-- START Entries shown --
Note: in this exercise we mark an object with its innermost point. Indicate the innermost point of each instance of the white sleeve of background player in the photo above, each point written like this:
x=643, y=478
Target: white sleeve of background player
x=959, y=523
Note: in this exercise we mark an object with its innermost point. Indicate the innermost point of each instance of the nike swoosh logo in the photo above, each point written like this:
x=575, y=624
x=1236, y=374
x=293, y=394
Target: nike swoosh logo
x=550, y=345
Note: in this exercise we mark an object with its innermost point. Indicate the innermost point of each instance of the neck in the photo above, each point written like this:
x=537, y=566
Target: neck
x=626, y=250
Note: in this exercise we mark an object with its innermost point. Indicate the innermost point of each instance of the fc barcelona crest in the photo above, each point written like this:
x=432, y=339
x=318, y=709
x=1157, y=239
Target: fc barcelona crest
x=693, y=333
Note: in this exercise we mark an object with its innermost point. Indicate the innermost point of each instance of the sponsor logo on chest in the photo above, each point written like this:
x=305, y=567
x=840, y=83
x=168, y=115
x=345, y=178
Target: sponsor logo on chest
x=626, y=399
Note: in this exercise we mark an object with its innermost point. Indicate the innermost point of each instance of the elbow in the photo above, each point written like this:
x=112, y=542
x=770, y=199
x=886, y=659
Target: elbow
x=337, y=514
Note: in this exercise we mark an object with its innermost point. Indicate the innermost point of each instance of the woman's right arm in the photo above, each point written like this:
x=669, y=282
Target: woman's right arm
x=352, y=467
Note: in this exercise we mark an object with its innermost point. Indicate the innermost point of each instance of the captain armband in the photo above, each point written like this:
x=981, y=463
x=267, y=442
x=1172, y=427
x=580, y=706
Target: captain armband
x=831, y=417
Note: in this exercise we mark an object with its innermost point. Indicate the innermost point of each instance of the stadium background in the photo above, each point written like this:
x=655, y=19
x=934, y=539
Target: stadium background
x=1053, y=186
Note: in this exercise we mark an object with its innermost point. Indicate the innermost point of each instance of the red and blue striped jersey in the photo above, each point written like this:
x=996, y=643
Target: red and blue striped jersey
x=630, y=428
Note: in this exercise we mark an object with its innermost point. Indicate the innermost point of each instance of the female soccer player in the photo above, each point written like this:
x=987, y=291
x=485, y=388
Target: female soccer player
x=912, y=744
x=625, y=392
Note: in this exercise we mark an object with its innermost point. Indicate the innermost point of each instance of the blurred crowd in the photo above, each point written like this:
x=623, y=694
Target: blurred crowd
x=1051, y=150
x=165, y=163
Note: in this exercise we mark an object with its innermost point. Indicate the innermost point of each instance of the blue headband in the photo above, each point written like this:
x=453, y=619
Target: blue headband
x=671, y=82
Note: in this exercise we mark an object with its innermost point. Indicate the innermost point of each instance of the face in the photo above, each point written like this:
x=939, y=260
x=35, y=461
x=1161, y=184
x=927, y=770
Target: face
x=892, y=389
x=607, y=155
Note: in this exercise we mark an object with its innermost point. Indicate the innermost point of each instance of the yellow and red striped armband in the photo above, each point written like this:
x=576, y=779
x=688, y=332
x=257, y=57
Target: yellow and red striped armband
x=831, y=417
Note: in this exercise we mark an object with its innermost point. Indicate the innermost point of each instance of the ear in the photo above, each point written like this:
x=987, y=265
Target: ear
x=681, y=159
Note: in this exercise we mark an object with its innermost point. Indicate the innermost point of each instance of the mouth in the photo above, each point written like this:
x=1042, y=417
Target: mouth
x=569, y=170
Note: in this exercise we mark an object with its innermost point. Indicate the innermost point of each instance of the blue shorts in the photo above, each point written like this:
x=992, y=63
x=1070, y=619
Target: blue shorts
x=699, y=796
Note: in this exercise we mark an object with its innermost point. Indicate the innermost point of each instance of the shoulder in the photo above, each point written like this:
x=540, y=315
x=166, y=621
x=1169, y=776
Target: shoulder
-- END Entries shown --
**Task brief:** Rewrite only the stretch of the data from the line containing "of the stadium" through the line containing "x=630, y=428", reproducing every line in it, requests included. Rescale each answer coordinate by multiplying it by 1.2 and rounding to a whole number with halves rounded up, and leave the numbers in the requests and their format samples unchanged.

**Answer in full:**
Note: in this exercise we mark an object with its innermost point. Indicate the innermost point of each instance of the stadium background in the photo above, each point written like this:
x=655, y=19
x=934, y=539
Target: stadium background
x=1264, y=223
Note: in this exercise we mark an object with its innermost point. Indicate the innermost point of each instance of the red and blue striped jersey in the photo above, each point written like this:
x=996, y=643
Target: red and blue striped jersey
x=756, y=514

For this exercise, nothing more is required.